**Problem:** Your task is to print every entry below exactly as given.

[Point annotation dataset records]
• • • • •

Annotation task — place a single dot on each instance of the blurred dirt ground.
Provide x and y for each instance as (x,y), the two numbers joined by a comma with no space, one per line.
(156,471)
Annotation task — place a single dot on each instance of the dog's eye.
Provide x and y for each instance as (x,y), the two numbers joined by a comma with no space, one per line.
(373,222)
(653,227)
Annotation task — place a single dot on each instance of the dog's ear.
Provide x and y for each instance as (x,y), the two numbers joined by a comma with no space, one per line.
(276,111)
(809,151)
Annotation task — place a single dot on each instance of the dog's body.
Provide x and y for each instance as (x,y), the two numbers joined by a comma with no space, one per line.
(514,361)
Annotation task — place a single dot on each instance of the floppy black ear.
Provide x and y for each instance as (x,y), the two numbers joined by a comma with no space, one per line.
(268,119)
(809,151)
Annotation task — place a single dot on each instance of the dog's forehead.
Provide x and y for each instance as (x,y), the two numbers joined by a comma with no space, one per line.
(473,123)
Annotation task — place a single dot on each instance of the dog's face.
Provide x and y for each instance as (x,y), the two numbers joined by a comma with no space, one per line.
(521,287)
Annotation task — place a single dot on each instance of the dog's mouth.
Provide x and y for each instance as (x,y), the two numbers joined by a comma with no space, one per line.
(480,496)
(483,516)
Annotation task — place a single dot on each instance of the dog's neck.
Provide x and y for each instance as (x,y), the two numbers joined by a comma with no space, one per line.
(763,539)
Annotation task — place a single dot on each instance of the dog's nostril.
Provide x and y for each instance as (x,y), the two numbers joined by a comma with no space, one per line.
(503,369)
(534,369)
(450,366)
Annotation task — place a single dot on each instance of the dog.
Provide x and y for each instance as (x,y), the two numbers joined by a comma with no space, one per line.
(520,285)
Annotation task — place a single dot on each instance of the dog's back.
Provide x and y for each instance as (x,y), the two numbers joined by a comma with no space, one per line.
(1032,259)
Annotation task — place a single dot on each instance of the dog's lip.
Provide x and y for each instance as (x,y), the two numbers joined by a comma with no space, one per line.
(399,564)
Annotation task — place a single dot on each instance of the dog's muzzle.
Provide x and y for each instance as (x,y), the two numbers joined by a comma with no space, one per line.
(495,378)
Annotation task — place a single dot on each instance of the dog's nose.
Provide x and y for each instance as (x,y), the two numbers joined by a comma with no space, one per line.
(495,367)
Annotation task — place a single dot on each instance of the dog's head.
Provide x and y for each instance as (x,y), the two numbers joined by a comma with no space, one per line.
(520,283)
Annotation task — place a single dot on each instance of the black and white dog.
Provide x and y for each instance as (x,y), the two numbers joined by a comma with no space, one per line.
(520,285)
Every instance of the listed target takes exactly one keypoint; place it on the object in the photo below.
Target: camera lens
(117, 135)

• • • • •

**Answer for the task:**
Annotation task — place a single dot on each instance of the blurred dirt ground.
Provide x and y for each instance as (x,y), the two numbers joined by a comma with no space, one per line.
(156,471)
Annotation task — place a single dot on each instance of the dog's eye.
Provide x and y for each instance as (x,y), the two numbers joined by a comma with no space, one per line.
(373,222)
(653,227)
Annotation task — place a single dot on each instance of the dog's ear.
Provide x and y for each instance as (x,y), the two numbers joined by a comma with no space, one per line.
(276,111)
(809,151)
Annotation task — place a single dot on each instance of the dog's body.
Provide x and y for each instance as (x,y), the two numbers joined by a comma with no space, one per line.
(514,361)
Annotation task — place a single dot on each instance of the floppy black ear.
Provide x and y for each instance as (x,y), the two numbers joined by a comma with no space, one per line.
(268,119)
(809,151)
Annotation task — place a single dot on each instance of the dog's forehead.
Provide x and y for each instance as (x,y), the two numbers joined by a comma with no space, one per line.
(473,123)
Annotation task — place a single dot on each instance of the dog's face.
Provide x and y for each instance as (x,y), the two numbers joined by a comma with no space, one per line.
(521,287)
Annotation task — place a single dot on each instance of the dog's mouth.
Provide x and y for each instance as (x,y), the two numbers joined by a comma with no space, one per line.
(480,496)
(483,516)
Annotation task — place a single dot on each instance of the dog's neck.
Provide x and y for each instance as (x,y), the two numbers joined by a comma with no space, one per line.
(763,539)
Annotation task — place a single dot on each instance of the dog's nostril.
Provide x and y for each instance as (x,y), the two numbers joined by a comma with no space, one per line.
(503,369)
(534,369)
(450,366)
Annotation task — place a single dot on each instance of the dog.
Provide x and y for each instance as (x,y), the two numbers joined by a comma with no space, one per line.
(520,285)
Annotation task — place a single dot on each instance of the dog's back.
Provide x and y for each instance as (x,y), the two numbers joined by a comma with no space, one per line.
(1032,259)
Annotation task — place a single dot on each instance of the dog's lip.
Provide x and y for each instance as (x,y), the two numbers joined by a comma with no space, one per line.
(399,564)
Annotation task — place a single dot on each instance of the dog's muzzle.
Provide x and y for each instance as (x,y), the two numbers joined by a comma with no space, one per line.
(495,378)
Annotation task — place a single dot on each instance of the dog's nose.
Provide x and y for each instance as (x,y), the two numbers joined by a comma with no space, one per line.
(495,367)
Annotation task — place a single dot on each instance of the dog's head.
Provide x and y for each instance as (x,y), the two numbers joined by a comma with no space, one per line.
(520,283)
Annotation task — place a single dot on each instance of the black and white dog.
Provide x and y for each instance as (x,y), the two numbers joined by a comma with no space, one per line.
(520,285)
Every instance of the listed target takes exactly one keypoint; place it on the object in the photo below.
Target: camera lens
(117, 135)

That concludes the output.